*Job*: Reproduce the records below exactly, leaving out any pictures.

*Supplied data*:

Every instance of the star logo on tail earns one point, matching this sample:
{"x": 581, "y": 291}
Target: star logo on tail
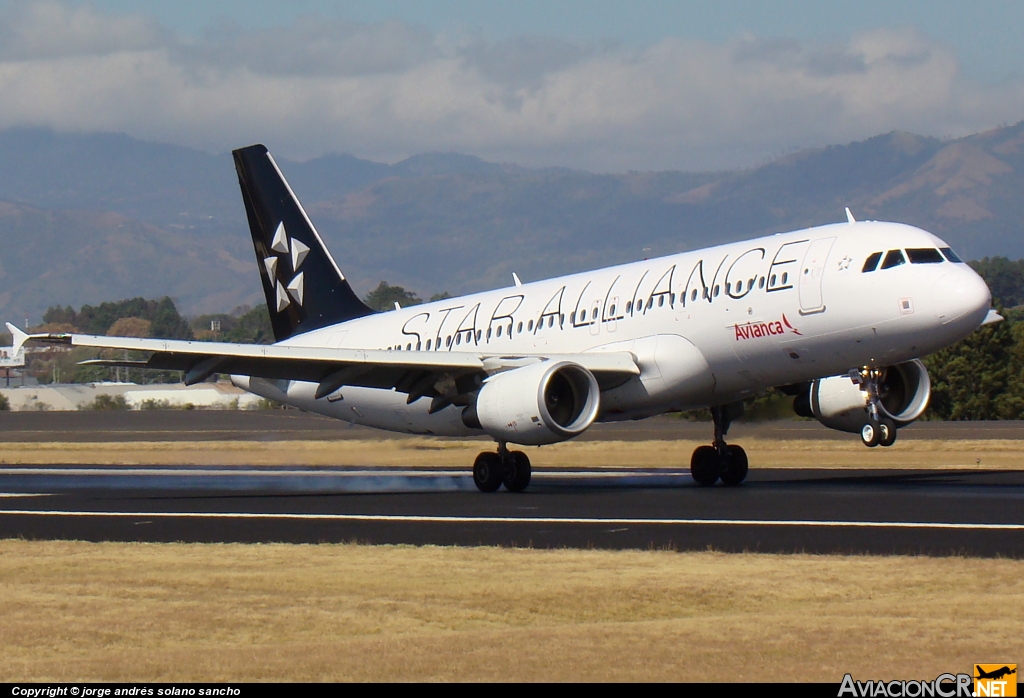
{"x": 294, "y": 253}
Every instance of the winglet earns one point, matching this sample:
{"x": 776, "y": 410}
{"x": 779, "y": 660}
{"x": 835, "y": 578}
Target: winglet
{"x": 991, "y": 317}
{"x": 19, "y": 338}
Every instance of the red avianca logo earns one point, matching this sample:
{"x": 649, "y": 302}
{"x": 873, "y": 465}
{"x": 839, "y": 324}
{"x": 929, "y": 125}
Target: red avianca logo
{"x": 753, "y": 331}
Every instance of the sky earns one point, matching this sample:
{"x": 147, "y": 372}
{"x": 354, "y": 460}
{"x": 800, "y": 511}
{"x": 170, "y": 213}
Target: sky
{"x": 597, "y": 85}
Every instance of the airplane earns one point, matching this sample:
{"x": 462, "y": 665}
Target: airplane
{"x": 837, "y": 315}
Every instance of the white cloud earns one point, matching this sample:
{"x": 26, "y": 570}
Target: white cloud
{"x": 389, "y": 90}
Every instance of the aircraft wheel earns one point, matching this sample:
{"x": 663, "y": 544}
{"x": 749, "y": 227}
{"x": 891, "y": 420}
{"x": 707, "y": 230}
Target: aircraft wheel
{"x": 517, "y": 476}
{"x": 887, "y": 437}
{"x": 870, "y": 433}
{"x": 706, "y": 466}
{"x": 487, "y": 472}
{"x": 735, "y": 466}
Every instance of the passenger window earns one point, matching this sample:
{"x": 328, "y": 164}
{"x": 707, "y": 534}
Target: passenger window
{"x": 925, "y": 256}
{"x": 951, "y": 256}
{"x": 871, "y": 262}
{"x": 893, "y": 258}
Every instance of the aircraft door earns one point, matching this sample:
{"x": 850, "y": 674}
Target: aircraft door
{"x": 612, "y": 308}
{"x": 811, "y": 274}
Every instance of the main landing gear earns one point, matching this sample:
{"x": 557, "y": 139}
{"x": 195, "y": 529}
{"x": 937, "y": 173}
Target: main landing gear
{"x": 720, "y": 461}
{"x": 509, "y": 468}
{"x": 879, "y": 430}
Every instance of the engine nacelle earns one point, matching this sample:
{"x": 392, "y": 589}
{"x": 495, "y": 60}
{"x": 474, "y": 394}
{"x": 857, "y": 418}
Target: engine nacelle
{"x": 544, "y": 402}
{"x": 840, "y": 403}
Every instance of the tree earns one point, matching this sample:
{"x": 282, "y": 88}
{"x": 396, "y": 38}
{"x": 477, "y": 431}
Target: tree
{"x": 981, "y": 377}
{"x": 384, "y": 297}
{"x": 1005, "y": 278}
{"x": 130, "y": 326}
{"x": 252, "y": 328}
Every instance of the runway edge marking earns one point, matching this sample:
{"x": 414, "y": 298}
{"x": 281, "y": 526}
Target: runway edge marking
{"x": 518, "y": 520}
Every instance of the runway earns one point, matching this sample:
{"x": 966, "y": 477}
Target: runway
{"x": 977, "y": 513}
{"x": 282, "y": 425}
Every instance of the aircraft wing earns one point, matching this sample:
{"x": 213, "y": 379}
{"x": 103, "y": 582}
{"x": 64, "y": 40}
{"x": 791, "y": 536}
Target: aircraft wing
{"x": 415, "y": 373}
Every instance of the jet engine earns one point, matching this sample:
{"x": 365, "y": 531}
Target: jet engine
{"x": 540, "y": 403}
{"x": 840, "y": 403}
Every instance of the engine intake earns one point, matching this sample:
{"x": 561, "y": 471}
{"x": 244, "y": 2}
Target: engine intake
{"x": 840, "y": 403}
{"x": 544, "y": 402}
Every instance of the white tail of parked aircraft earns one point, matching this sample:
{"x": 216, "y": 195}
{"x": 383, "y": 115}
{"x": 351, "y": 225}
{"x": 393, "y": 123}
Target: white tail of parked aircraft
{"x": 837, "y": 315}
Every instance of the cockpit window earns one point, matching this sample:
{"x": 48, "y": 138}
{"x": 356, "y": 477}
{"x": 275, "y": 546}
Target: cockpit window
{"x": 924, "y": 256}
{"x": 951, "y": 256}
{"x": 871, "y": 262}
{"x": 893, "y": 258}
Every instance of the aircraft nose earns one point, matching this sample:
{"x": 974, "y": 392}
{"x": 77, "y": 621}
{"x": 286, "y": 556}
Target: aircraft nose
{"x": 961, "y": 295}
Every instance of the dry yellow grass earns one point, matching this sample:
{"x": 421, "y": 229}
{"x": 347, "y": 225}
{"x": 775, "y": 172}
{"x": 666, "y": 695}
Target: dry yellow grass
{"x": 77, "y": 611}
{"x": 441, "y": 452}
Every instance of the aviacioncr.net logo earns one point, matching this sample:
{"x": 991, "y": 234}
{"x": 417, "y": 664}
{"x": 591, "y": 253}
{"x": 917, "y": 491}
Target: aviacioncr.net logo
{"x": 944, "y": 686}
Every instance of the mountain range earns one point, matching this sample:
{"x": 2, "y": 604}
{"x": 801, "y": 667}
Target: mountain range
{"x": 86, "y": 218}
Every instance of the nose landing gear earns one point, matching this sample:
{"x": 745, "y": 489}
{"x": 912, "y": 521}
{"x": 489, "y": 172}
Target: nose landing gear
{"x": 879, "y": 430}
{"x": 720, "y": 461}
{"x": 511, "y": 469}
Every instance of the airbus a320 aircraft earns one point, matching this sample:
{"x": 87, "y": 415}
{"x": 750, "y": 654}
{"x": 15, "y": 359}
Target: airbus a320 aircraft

*Output below*:
Every instance of the star logo on tail earns one point, matching this sample:
{"x": 581, "y": 291}
Target: star logo on tail
{"x": 294, "y": 253}
Every instance of the winglet earns one point, matching this sample:
{"x": 776, "y": 410}
{"x": 779, "y": 660}
{"x": 835, "y": 578}
Target: winglet
{"x": 991, "y": 317}
{"x": 19, "y": 338}
Every instance of the red avianca logo earns one point, matching this sample:
{"x": 649, "y": 302}
{"x": 873, "y": 465}
{"x": 839, "y": 324}
{"x": 929, "y": 125}
Target: red avianca logo
{"x": 753, "y": 331}
Every instance of the sky earns one point, matching this sample:
{"x": 147, "y": 372}
{"x": 354, "y": 460}
{"x": 800, "y": 511}
{"x": 170, "y": 213}
Target: sky
{"x": 597, "y": 85}
Every instance of the airplane earns one point, matching this sample:
{"x": 462, "y": 665}
Target: airplane
{"x": 837, "y": 315}
Every instance of the white cloud earns one point, matching this sample:
{"x": 26, "y": 570}
Target: white cloud
{"x": 389, "y": 90}
Every instance of the aircraft wheel earns one point, matching this sample:
{"x": 663, "y": 544}
{"x": 749, "y": 227}
{"x": 891, "y": 420}
{"x": 707, "y": 230}
Target: aircraft wheel
{"x": 517, "y": 476}
{"x": 887, "y": 437}
{"x": 870, "y": 433}
{"x": 706, "y": 466}
{"x": 487, "y": 472}
{"x": 735, "y": 466}
Every instance of the passenger window earns one point, matching this sample:
{"x": 328, "y": 164}
{"x": 707, "y": 534}
Target: passenger window
{"x": 925, "y": 256}
{"x": 951, "y": 256}
{"x": 871, "y": 262}
{"x": 893, "y": 258}
Every instance of the aircraft door earns one point, matching this sample:
{"x": 850, "y": 674}
Target: aircraft door
{"x": 612, "y": 308}
{"x": 811, "y": 274}
Every instance of the main landing gear earns one point, matching this sample:
{"x": 557, "y": 139}
{"x": 195, "y": 529}
{"x": 937, "y": 173}
Target: main landing gear
{"x": 720, "y": 461}
{"x": 509, "y": 468}
{"x": 879, "y": 430}
Every instance of the engine nacelle earns one point, matching this sample:
{"x": 392, "y": 589}
{"x": 495, "y": 60}
{"x": 474, "y": 394}
{"x": 857, "y": 418}
Target: engine nacelle
{"x": 544, "y": 402}
{"x": 840, "y": 403}
Every instance of the tree earns one point, matching this sample:
{"x": 282, "y": 88}
{"x": 396, "y": 38}
{"x": 477, "y": 431}
Target: tree
{"x": 981, "y": 377}
{"x": 384, "y": 297}
{"x": 1005, "y": 278}
{"x": 130, "y": 326}
{"x": 252, "y": 328}
Every instance of the runway edge marking earns one point, matching this sample:
{"x": 414, "y": 298}
{"x": 281, "y": 526}
Target: runway edge marking
{"x": 518, "y": 520}
Every instance of the runway earns one point, matching this sample:
{"x": 966, "y": 477}
Target: runway
{"x": 977, "y": 513}
{"x": 282, "y": 425}
Every instance of the aircraft wing earns one point, matching this sample:
{"x": 213, "y": 379}
{"x": 103, "y": 582}
{"x": 64, "y": 40}
{"x": 791, "y": 536}
Target: aircraft wing
{"x": 415, "y": 373}
Every instance of the jet engine earns one point, matching this sample:
{"x": 365, "y": 531}
Target: jet engine
{"x": 540, "y": 403}
{"x": 840, "y": 403}
Every instance of the engine intake earns one point, matching this sample:
{"x": 561, "y": 471}
{"x": 244, "y": 2}
Target: engine intake
{"x": 840, "y": 403}
{"x": 544, "y": 402}
Every instance of the white tail of parked aircraft earns one point, matching this sample:
{"x": 216, "y": 195}
{"x": 383, "y": 115}
{"x": 351, "y": 225}
{"x": 393, "y": 123}
Target: white tail of parked aircraft
{"x": 837, "y": 315}
Every instance of the cockpit window earns one point, matching this sample:
{"x": 48, "y": 138}
{"x": 356, "y": 477}
{"x": 275, "y": 546}
Target: cockpit window
{"x": 924, "y": 256}
{"x": 951, "y": 256}
{"x": 871, "y": 262}
{"x": 893, "y": 258}
Every instance of the aircraft nose earns one point, matching this sample:
{"x": 974, "y": 392}
{"x": 77, "y": 621}
{"x": 286, "y": 556}
Target: aircraft nose
{"x": 961, "y": 295}
Every instance of the dry yellow grass earns one point, matching this sample:
{"x": 421, "y": 229}
{"x": 347, "y": 225}
{"x": 775, "y": 172}
{"x": 666, "y": 695}
Target: dry yellow grass
{"x": 77, "y": 611}
{"x": 441, "y": 452}
Every instance of the aviacioncr.net logo earns one point, matching this sample:
{"x": 991, "y": 234}
{"x": 417, "y": 664}
{"x": 591, "y": 253}
{"x": 917, "y": 491}
Target: aviacioncr.net logo
{"x": 944, "y": 686}
Every instance of the mountain range earns one point, matching this sample:
{"x": 2, "y": 604}
{"x": 801, "y": 667}
Target: mountain range
{"x": 86, "y": 218}
Every instance of the nose landing gear earns one point, matching this sample:
{"x": 745, "y": 489}
{"x": 912, "y": 521}
{"x": 489, "y": 172}
Target: nose landing gear
{"x": 879, "y": 430}
{"x": 720, "y": 461}
{"x": 511, "y": 469}
Every instance of the airbus a320 aircraft earns one point, matching this sample:
{"x": 87, "y": 415}
{"x": 750, "y": 654}
{"x": 15, "y": 359}
Target: airbus a320 aircraft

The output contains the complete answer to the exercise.